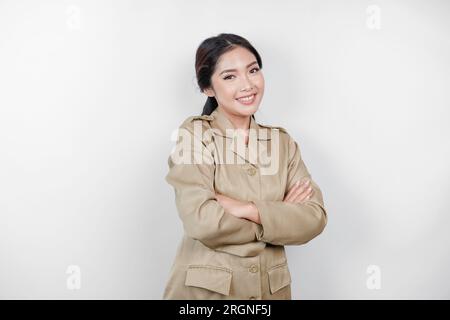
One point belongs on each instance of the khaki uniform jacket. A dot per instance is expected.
(222, 256)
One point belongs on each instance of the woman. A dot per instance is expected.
(238, 204)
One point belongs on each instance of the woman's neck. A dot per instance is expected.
(239, 122)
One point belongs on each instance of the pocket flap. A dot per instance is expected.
(217, 279)
(279, 277)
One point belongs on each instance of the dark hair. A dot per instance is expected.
(206, 58)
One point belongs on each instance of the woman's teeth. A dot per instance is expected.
(247, 99)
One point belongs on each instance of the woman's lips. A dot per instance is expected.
(247, 100)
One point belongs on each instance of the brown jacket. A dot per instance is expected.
(221, 256)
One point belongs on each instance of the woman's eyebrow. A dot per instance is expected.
(231, 70)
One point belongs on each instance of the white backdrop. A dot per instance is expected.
(90, 92)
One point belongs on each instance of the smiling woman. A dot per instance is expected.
(237, 215)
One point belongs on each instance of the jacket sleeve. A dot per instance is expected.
(284, 223)
(203, 217)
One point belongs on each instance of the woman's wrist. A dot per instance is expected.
(253, 213)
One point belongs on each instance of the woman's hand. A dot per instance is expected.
(238, 208)
(300, 192)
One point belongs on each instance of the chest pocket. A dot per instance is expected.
(212, 278)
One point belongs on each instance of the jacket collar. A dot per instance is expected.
(226, 128)
(258, 137)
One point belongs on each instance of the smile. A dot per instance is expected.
(247, 100)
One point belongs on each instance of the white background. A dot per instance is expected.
(90, 92)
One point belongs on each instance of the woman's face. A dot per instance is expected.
(237, 75)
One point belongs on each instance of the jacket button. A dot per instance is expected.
(253, 269)
(251, 171)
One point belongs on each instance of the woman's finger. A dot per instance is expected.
(297, 191)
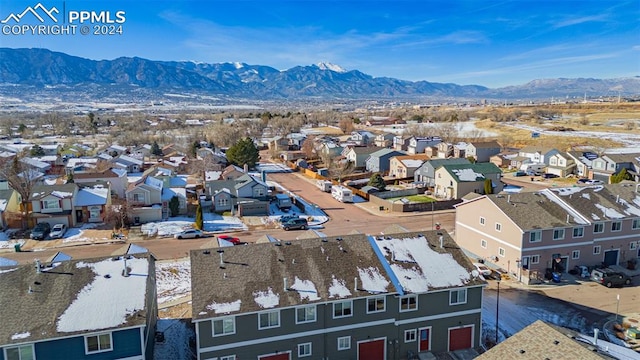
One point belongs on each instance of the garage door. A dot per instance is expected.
(283, 356)
(371, 350)
(56, 220)
(460, 338)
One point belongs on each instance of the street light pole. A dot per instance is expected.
(497, 310)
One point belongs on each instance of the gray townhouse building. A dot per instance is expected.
(350, 297)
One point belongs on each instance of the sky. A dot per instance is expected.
(489, 43)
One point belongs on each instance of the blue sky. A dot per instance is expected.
(490, 43)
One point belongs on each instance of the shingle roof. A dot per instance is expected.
(45, 311)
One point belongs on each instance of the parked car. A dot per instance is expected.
(295, 224)
(40, 231)
(189, 234)
(610, 278)
(58, 231)
(231, 239)
(594, 182)
(483, 269)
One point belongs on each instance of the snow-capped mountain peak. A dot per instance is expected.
(330, 66)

----

Instructions for the task: Print all of the records shown above exactly, leaving out each picture.

Response to this exercise:
One point belongs on each instance of the khaki uniform jacket. A dot per instance is expected.
(222, 256)
One point belongs on each instance of the woman. A dot per instance is expected.
(238, 204)
One point belongs on each instance of the woman's neck. A dot per instance is expected.
(239, 122)
One point belongs on each instance of the pocket flap. A dot per instance is expected.
(217, 279)
(279, 277)
One point belongs on each instance of the dark hair. A dot per instance is expected.
(206, 58)
One point belongs on each instance of the woman's teeth. A dot per instance is expected.
(247, 99)
One point belongs on each instance of the woman's lips. A dot per instance is expected.
(247, 100)
One point belongs on each instance of the brown jacket. A dot per instance is expected.
(221, 256)
One point belongs on each instance of the woman's eyebrow. A dot per instance is expected.
(231, 70)
One point belongs on each instance of the white backdrop. A dot per instance is expected.
(90, 92)
One point belongs on each instance of the smiling woman. A dot per instance is expected.
(237, 215)
One point belongs on each instance of the jacket sleeve. A dot per instance is expected.
(284, 223)
(203, 217)
One point belongs on each instance of the woman's wrist. A dot per instance is expected.
(253, 213)
One point belongs on each instance of the woman's hand. A dot per instance is expected.
(238, 208)
(300, 192)
One point belongs on each instance of the chest pocket. A dot per instance is expected.
(212, 278)
One point belongs on each instance of the jacket collar. A dot per instance is expected.
(226, 128)
(258, 137)
One point belongs on each instance of the smile. A dot per instance is expected.
(247, 100)
One point belongs on each instance of the white background. A dot per instance is expected.
(90, 92)
One point belongs on each instance of the woman's face. A dot per instance is expected.
(237, 75)
One point belongs on each instance of the jacket button. A dot per instance is expected.
(253, 269)
(251, 171)
One point belongs on each instance of the woman's finger. A dot per instance is expected.
(297, 191)
One point belongs on each instance of the garage door. A dot per instance is expected.
(283, 356)
(371, 350)
(56, 220)
(460, 338)
One point belongs on each instance of the street light pole. A dot per instance is expected.
(497, 310)
One point belongs on each instance of the gray townhouse building. A dot per instance is expected.
(350, 297)
One point belongs on each instance of the sky. A dot per instance is expected.
(489, 43)
One point belongs on each instance of the blue sky. A dot per instance is expected.
(490, 43)
One point belongs on each instance of the shingle roof. A dot per instance is expected.
(45, 311)
One point belongs on each instance of the parked car. A dot per instance is expected.
(295, 224)
(40, 231)
(189, 234)
(610, 278)
(58, 231)
(231, 239)
(594, 182)
(483, 269)
One point belongs on each instance of the snow-capped mountain peak. A dot per instance is expected.
(330, 66)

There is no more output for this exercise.